■ RECORDS ■
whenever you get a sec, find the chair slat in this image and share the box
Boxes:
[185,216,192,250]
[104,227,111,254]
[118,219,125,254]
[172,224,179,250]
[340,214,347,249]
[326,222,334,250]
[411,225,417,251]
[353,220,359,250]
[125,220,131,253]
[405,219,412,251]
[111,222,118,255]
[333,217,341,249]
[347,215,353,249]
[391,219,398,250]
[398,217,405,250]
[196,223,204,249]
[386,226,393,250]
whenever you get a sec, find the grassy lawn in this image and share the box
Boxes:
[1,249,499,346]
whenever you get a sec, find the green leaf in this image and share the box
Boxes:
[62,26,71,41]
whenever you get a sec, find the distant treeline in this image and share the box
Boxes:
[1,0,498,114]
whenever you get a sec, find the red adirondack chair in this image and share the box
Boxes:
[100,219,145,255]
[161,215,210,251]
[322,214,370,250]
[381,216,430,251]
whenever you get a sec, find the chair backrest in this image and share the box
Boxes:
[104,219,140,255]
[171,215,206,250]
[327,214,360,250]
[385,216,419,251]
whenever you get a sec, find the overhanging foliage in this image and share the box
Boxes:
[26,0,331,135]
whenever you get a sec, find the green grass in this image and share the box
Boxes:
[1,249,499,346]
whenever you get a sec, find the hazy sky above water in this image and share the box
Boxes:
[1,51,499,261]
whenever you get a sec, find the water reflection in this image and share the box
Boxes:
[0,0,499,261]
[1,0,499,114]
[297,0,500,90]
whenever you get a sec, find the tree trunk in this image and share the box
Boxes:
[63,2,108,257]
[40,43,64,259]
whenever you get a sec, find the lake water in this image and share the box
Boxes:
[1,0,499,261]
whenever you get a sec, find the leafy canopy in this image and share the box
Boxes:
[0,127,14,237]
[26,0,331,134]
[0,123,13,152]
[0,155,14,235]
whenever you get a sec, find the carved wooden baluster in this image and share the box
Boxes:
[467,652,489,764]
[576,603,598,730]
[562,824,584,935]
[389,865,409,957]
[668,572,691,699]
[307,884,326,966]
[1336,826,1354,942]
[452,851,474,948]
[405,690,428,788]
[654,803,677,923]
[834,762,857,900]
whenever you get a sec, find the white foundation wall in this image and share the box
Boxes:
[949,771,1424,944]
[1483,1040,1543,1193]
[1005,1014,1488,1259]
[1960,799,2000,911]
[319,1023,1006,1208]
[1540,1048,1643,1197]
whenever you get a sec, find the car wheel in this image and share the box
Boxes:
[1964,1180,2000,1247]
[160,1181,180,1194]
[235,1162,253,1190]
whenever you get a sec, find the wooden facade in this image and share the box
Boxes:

■ TASK DIRECTIONS ■
Go through the material line by line. Show each line that contains the string "chair".

■ WRITTEN REPLY ■
whenever you get a sec, find the chair slat in this image and share the box
whenever you get a sec, find the red adirondack chair in this image and share the box
whenever you get a sec, find the chair backrest in this image and share the box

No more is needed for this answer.